---- 文章

4.3.1. _convert_to_deepspeed_param

从这里开始才是进入到参数分割的过程,

def _convert_to_zero_parameters(self, param_list):
    for param in param_list:
        # 跳过已经被处理过的参数
        if is_zero_param(param):
            continue
        # 首先把参数数据移到目标设备
        param.data = param.data.to(self.local_device)
        # 逐一处理每个参数
        self._zero_init_param(param)

def _zero_init_param(self, param):
    # 首先把原来的 torch.parameter 对象的参数进行扩展
    # 这里的扩展就是增加必要的属性和方法
    self._convert_to_deepspeed_param(param)

    if dist.get_world_group() == self.get_dp_process_group():
        dist.broadcast(param, 0, self.get_dp_process_group())
    else:
        dist.broadcast(param, dist.get_global_rank(self.get_dp_process_group(), 0), self.get_dp_process_group())
    # 上面 self._convert_to_deepspeed_param(param) 为param 扩展了 partition() 方法
    # 这里调用 partition()方法进行参数分割
    param.partition()

def _convert_to_deepspeed_param(self, param):
    """
    这个方法为原始的 param 实例对象扩展一些必要的属性和方法。
    这里代码真实一言难尽。。。
    """

    # Partitioned, Normal, Remote
    param.ds_param_type = ZeroParamType.PARTITIONED

    # Replicated vs Partitioned vs Inflight
    param.ds_status = ZeroParamStatus.AVAILABLE

    # Stores the shape of the original tensor
    param.ds_shape = param.shape

    # Stores the number of elements in the original parameter without padding
    param.ds_numel = param.numel()

    # Stores the partitioned copy of the tensor
    # 保存分割后的参数向量,只是原来参数向量的一部分
    param.ds_tensor = None

    # Keeps track of how many active sub-modules need this param at any given point in time
    param.ds_active_sub_modules = set()

    # If this flag is true, then the parameters are replicated throughput training
    # And only partitioned before the step
    if Init.apply_param_persistence and param.ds_numel <= Init.param_persistence_threshold and Init.num_persisted_elements + param.ds_numel <= Init.model_persistence_threshold:
        param.ds_persist = True
        Init.num_persisted_parameters += 1
        Init.num_persisted_elements += param.ds_numel
    else:
        param.ds_persist = False

    param.is_external_param = False

    # The group that the parameter is scattered across.
    param.ds_process_group = self.ds_process_group

    # Stores the secondary partitioned copy of the tensor
    param.ds_secondary_tensor = None

    # Process group for secondary partition all (group) gather
    param.ds_zero_param_process_group = self.zero_param_process_group
    param.ds_secondary_tensor_group_size = self.num_ranks_in_param_group
    param.ds_secondary_tensor_num_of_groups = self.num_param_groups

    # This is set to the Async Param swapper if remote device is nvme
    # else this is set to None
    param.nvme_swapper = self.param_swapper

    # DeepSpeed Param ID
    param.ds_id = Init.param_id
    Init.param_id += 1

    def all_gather(param_list=None, async_op=False, hierarchy=0):
        cls = param
        if param_list is None:
            param_list = [cls]
        return self._all_gather(param_list, async_op=async_op, hierarchy=hierarchy)

--------
---- 数据

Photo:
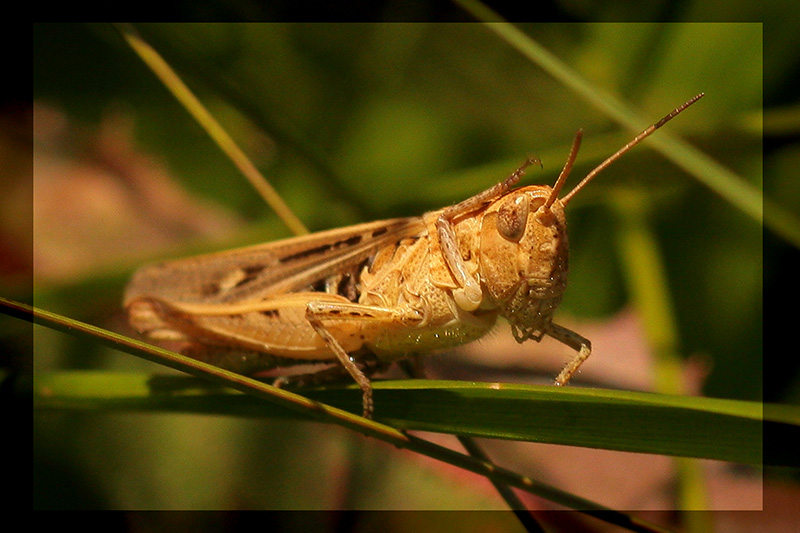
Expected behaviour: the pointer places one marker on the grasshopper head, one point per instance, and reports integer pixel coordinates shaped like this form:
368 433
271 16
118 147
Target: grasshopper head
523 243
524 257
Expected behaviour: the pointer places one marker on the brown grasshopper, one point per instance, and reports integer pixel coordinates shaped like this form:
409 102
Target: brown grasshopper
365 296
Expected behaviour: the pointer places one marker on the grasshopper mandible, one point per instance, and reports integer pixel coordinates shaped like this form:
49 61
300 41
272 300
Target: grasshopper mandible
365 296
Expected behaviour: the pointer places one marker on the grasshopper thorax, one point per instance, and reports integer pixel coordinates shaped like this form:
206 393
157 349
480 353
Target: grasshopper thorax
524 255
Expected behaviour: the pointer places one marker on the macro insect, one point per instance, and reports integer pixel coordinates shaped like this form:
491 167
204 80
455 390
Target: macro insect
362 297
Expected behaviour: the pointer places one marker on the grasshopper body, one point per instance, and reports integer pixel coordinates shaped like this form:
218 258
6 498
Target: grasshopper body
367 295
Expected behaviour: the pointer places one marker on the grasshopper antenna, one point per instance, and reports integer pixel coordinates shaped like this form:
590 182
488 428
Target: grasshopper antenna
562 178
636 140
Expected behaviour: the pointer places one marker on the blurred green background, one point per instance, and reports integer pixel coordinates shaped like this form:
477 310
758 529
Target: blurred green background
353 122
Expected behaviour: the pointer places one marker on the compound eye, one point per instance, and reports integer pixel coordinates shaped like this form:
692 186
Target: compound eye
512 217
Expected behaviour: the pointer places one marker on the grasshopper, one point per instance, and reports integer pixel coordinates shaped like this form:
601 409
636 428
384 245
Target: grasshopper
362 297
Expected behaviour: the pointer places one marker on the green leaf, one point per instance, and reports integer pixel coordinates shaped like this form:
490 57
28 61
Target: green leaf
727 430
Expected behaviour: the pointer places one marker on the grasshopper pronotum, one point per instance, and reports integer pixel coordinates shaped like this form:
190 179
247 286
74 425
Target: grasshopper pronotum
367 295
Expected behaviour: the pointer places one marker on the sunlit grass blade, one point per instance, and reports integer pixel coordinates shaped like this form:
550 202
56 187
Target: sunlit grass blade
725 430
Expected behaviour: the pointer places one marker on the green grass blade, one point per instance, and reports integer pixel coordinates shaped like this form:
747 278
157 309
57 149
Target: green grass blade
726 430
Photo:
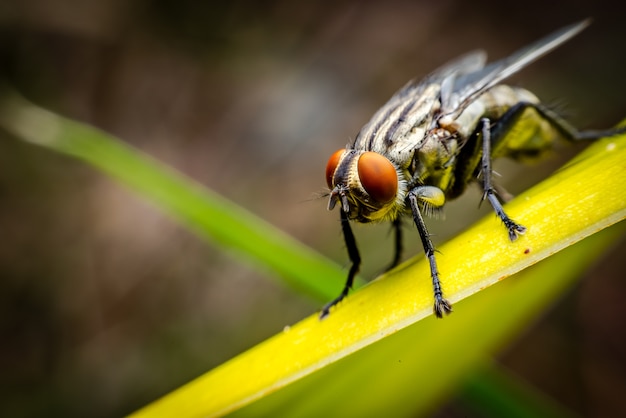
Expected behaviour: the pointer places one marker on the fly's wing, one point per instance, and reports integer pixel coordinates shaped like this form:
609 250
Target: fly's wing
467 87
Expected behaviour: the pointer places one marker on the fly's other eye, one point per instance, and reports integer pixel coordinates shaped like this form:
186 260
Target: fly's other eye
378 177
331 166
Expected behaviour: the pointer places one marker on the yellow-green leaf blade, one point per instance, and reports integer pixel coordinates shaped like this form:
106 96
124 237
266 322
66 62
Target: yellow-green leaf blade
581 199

--------

▶ **给定请求 1**: 文章中的 _zero_init_param 通过调用哪个方法来完成参数分割?
▶ **给定请求 2**: 请将文章中的"这个方法为原始的 param 实例对象扩展一些必要的属性和方法。"译成英语。
这些数据取自其他来源。

▶ **最终答案 1**: partition() 方法。

▶ **最终答案 2**: This method extends the original param instance object with some necessary attributes and methods.